Please render every line of the items below as a numbered list, omitting any blank lines.
=== SUPPLIED MATERIAL ===
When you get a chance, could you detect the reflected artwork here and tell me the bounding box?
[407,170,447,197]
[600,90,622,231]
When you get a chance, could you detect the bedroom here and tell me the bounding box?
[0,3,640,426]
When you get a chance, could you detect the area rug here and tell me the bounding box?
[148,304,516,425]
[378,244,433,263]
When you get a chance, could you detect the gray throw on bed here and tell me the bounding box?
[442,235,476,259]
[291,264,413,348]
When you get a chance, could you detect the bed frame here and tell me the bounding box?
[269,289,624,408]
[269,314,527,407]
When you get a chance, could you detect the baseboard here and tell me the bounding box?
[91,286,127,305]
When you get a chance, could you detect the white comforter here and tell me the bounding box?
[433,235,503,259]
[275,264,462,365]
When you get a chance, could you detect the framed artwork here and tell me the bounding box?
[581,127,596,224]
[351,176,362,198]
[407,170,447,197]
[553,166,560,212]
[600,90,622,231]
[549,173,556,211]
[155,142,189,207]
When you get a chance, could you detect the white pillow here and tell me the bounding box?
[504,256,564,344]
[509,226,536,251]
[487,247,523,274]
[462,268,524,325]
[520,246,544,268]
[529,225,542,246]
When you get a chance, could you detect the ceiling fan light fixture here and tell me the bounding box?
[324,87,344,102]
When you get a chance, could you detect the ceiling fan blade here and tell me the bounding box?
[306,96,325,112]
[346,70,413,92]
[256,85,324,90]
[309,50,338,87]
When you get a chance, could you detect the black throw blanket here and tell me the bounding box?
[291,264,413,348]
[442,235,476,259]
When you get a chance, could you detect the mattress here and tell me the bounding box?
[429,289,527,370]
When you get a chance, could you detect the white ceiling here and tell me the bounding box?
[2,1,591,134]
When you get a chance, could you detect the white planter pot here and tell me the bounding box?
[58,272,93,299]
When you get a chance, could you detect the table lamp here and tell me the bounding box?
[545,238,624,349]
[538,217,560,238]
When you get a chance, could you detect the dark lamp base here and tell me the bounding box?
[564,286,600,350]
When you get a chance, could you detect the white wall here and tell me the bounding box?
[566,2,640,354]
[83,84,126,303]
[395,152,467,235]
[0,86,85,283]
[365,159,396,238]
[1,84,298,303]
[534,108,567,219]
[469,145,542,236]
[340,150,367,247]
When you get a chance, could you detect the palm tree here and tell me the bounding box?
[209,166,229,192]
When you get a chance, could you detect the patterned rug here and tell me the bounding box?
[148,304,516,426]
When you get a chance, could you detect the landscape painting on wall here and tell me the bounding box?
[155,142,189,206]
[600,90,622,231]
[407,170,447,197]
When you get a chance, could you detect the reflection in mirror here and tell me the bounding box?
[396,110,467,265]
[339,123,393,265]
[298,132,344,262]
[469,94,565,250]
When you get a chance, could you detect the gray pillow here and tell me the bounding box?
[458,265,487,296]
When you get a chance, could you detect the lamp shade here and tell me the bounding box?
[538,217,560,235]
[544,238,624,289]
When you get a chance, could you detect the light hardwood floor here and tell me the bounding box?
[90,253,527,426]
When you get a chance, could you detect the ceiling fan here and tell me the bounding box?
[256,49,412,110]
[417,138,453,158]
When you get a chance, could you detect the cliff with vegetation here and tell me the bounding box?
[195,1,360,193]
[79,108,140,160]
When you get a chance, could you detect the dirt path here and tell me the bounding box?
===
## REPLY TO THE TASK
1. When you get a chance, could you detect the reflected artwork here and tell me the bounding box?
2. [407,170,447,197]
3. [600,90,622,231]
4. When you get a chance, could you detect the bedroom here and tell me the bounding box?
5. [0,3,640,426]
6. When you get a chance, could you detect the area rug here and tell me the bounding box?
7. [148,304,516,425]
8. [378,244,433,263]
9. When you get a chance, could you detect the gray throw on bed here and tell me the bounding box?
10. [442,235,476,259]
11. [291,264,413,348]
12. When you get a chance, could you detect the bed frame here and tell me the bounding box?
13. [269,289,624,408]
14. [269,314,527,407]
15. When you get a chance, could you detect the baseboard here and tell me the bounding box?
16. [91,286,127,305]
17. When you get a chance, could you detect the white comforter here and tell me the bounding box?
18. [433,235,503,259]
19. [275,264,462,365]
20. When you get a chance, could you detect the framed artwork here and tell me the bounding box?
21. [581,127,596,224]
22. [351,176,362,198]
23. [407,170,447,197]
24. [553,166,560,212]
25. [600,90,622,231]
26. [549,173,556,211]
27. [155,142,189,207]
28. When you get a chance, could you detect the white pillow here and tell me the bounding box?
29. [504,256,564,344]
30. [509,226,536,251]
31. [487,247,523,274]
32. [462,268,524,325]
33. [520,246,544,268]
34. [529,225,542,246]
35. When you get a chance, could you detect the ceiling fan light fixture here and tell me the bounding box?
36. [324,87,344,102]
37. When you get a chance, could you detect the ceiling fan blade here and tell me the bounding box?
38. [306,96,325,112]
39. [346,70,413,92]
40. [256,85,324,90]
41. [309,50,338,87]
42. When you get a chance, could you detect the black throw blanket here and tell me the bounding box?
43. [291,264,413,348]
44. [442,235,476,259]
45. When you get a chance, could you detect the mattress here and tell me the bounding box?
46. [429,289,527,370]
47. When you get a chance, could you detect the white ceiling here and tell me the bounding box?
48. [2,1,591,134]
49. When you get a chance, could you detect the white planter pot here and tell me the bounding box?
50. [58,272,93,299]
51. When you get a chance, could you detect the table lamp here and tell me the bounding box?
52. [545,238,624,349]
53. [538,217,560,238]
54. When you get a chance, could you detect the dark lamp base here and tell me the bounding box?
55. [564,286,600,350]
56. When you get a chance, could you detect the white wall here and tell me the bounding box?
57. [566,2,640,354]
58. [83,84,126,303]
59. [395,152,467,235]
60. [0,86,85,283]
61. [365,159,396,238]
62. [1,84,298,303]
63. [534,108,567,219]
64. [469,145,542,236]
65. [340,150,367,247]
66. When you get a chance, could you detect the palm tree here and tell me the bounding box?
67. [209,166,229,192]
68. When you get a chance, could you detect the patterned rug here and tell me the bounding box?
69. [148,304,516,426]
70. When you get a chance, could you detect the landscape painting on wall here and tell me the bounding box?
71. [155,142,189,206]
72. [600,90,622,231]
73. [407,170,447,197]
74. When you get a chance, could you detect the reflection in mirror here and tell me the bounding box?
75. [396,110,467,265]
76. [339,123,393,265]
77. [298,132,344,262]
78. [469,94,565,250]
79. When you get a chance, could you detect the gray pillow here and tell me the bounding box?
80. [458,265,487,296]
81. When you get a chance, could you detect the lamp shade here and tell me the bounding box?
82. [538,217,560,235]
83. [544,238,624,289]
84. When you get a chance, could you detect the light hardwood floor here and tell me the bounding box?
85. [90,253,527,426]
86. When you get a chance, could you detect the ceiling fan here and tell me the bounding box?
87. [256,49,412,110]
88. [417,138,453,158]
89. When you get a chance, could you detect the cliff with vegetation here and tell me the bounding box?
90. [195,1,360,193]
91. [79,108,140,160]
92. When you get a chance, could you detect the dirt path here and tell me the bounding box?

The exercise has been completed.